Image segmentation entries

* BEGIN *

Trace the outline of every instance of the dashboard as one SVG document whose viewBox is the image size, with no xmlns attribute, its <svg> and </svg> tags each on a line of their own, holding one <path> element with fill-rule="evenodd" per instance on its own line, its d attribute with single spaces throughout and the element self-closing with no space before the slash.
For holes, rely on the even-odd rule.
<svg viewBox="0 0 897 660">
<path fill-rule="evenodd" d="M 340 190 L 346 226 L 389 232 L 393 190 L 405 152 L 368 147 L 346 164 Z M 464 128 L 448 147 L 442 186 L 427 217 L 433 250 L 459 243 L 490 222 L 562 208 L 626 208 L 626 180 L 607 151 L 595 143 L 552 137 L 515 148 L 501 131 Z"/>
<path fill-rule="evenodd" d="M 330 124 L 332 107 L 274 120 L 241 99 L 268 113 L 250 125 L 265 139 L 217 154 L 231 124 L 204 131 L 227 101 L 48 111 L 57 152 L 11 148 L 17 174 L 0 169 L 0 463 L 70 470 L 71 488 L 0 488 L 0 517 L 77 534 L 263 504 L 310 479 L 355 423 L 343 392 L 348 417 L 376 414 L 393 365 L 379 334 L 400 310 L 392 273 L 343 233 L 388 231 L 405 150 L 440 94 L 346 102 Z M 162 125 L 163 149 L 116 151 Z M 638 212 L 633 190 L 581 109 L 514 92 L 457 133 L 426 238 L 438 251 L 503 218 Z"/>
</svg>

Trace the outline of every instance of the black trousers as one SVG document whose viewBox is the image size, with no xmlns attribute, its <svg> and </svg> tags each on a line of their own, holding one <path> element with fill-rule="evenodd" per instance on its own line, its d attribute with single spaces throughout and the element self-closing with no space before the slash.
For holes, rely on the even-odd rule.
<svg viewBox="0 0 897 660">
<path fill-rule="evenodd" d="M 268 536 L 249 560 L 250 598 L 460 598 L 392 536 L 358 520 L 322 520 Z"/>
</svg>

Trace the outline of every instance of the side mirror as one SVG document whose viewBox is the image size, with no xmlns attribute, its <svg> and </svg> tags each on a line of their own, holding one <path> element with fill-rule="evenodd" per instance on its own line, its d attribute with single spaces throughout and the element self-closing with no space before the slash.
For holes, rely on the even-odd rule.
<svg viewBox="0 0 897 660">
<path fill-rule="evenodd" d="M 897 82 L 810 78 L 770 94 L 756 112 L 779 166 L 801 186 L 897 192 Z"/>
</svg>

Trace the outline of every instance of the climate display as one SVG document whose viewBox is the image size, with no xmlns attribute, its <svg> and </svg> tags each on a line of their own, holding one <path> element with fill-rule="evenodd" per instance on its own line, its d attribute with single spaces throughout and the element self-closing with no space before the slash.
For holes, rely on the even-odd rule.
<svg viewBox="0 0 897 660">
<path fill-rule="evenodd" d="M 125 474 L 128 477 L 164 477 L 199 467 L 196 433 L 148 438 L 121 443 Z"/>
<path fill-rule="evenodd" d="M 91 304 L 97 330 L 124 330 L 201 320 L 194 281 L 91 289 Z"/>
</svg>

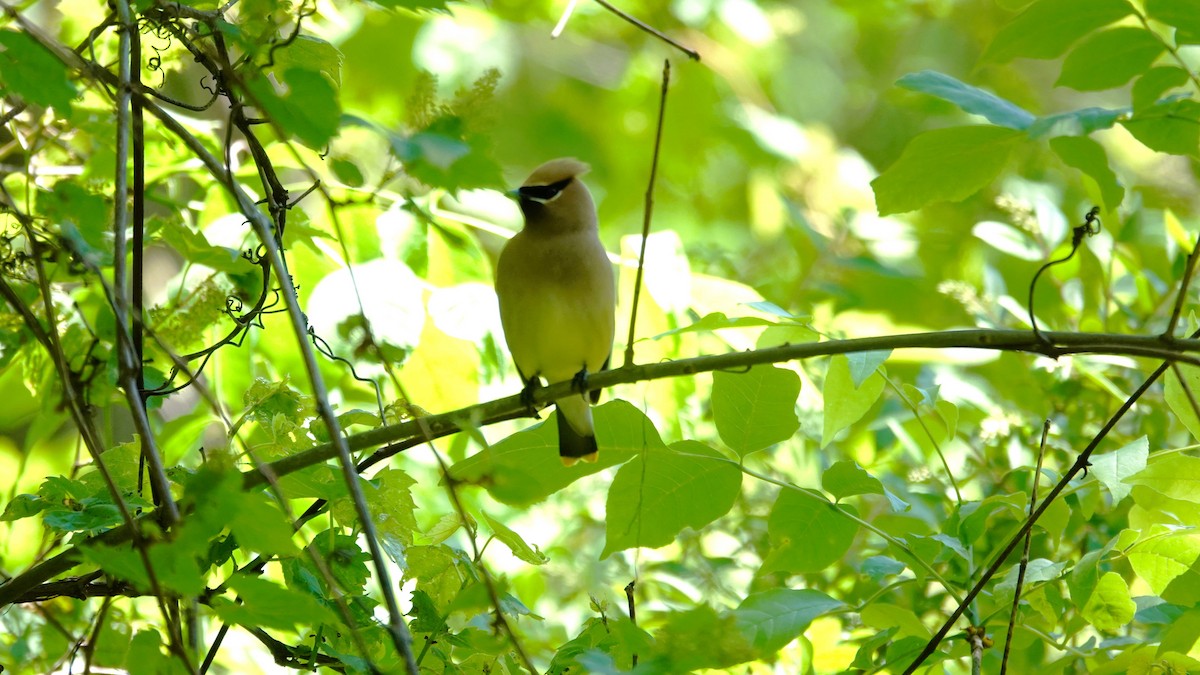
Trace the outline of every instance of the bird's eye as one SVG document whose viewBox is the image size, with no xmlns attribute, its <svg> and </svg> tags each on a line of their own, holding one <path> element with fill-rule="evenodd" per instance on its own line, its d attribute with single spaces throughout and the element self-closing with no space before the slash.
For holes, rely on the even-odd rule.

* END *

**What you should do:** Rewrite all of the records with every "For holes" replaced by "For cutouts" and nothing else changed. Omit the pictures from your answer.

**Response to this task:**
Trace the outline of every instance of the dashboard as one SVG document whose viewBox is the image size, with no xmlns attribute, its <svg> and </svg> tags each on a line of their own, holding one <path> element with fill-rule="evenodd" per instance on its own line, its d attribute with single spaces throughout and the element self-closing with no space before the slash.
For cutouts, rely on the even-odd rule.
<svg viewBox="0 0 897 660">
<path fill-rule="evenodd" d="M 340 190 L 346 226 L 389 232 L 393 190 L 405 152 L 368 147 L 346 164 Z M 464 128 L 448 147 L 442 186 L 427 217 L 433 250 L 459 243 L 490 222 L 562 208 L 626 208 L 626 180 L 607 151 L 595 143 L 552 137 L 515 148 L 501 131 Z"/>
<path fill-rule="evenodd" d="M 330 124 L 332 107 L 274 120 L 241 99 L 268 113 L 250 125 L 265 139 L 217 154 L 231 124 L 204 131 L 227 101 L 48 111 L 57 152 L 11 148 L 17 174 L 0 169 L 0 463 L 70 470 L 71 488 L 0 488 L 0 517 L 77 534 L 263 504 L 310 479 L 355 423 L 343 392 L 348 417 L 376 414 L 393 365 L 379 334 L 400 310 L 392 273 L 343 233 L 388 231 L 405 150 L 440 94 L 346 102 Z M 162 125 L 163 149 L 116 151 Z M 638 212 L 633 190 L 581 109 L 514 92 L 457 133 L 426 238 L 438 251 L 503 218 Z"/>
</svg>

Trace the outline of every instance of the black trousers as one SVG document whose viewBox is the image size, with no xmlns attribute, its <svg> and </svg> tags each on a line of their own, holding one <path> element with fill-rule="evenodd" per instance on its own line, its d attribute with single spaces throughout and the element self-closing with no space before the slash.
For cutouts, rely on the even-odd rule.
<svg viewBox="0 0 897 660">
<path fill-rule="evenodd" d="M 268 536 L 249 560 L 250 598 L 460 598 L 392 536 L 358 520 L 322 520 Z"/>
</svg>

Trace the outline of every instance of the side mirror as one SVG document whose viewBox is the image size, with no xmlns attribute, its <svg> and </svg> tags each on a line of their own, holding one <path> element with fill-rule="evenodd" per instance on its own line, its d attribute with single spaces throughout and the element self-closing with no space before the slash.
For cutouts, rely on the even-odd rule.
<svg viewBox="0 0 897 660">
<path fill-rule="evenodd" d="M 897 82 L 810 78 L 770 94 L 756 112 L 779 166 L 801 186 L 897 192 Z"/>
</svg>

Trace the outline of every instance of the climate display as one SVG document whose viewBox is the image size, with no xmlns attribute, its <svg> and </svg> tags each on a line of their own, holding one <path> element with fill-rule="evenodd" per instance on its own line, its d attribute with single spaces throughout and the element self-closing with no space before the slash.
For cutouts, rely on the even-odd rule.
<svg viewBox="0 0 897 660">
<path fill-rule="evenodd" d="M 125 474 L 128 477 L 164 477 L 199 467 L 196 433 L 148 438 L 121 443 Z"/>
<path fill-rule="evenodd" d="M 91 304 L 97 330 L 124 330 L 201 320 L 194 281 L 91 289 Z"/>
</svg>

Trace the outline of every instance of the bird's eye as one SVG document whose viewBox is the image size, with no xmlns attribute, its <svg> and </svg> tags each on a line of their own, holding one <path> element with fill-rule="evenodd" per instance on its own line, its d attribute with single spaces throughout and the element self-closing with no space before the slash.
For cutouts, rely on the even-odd rule.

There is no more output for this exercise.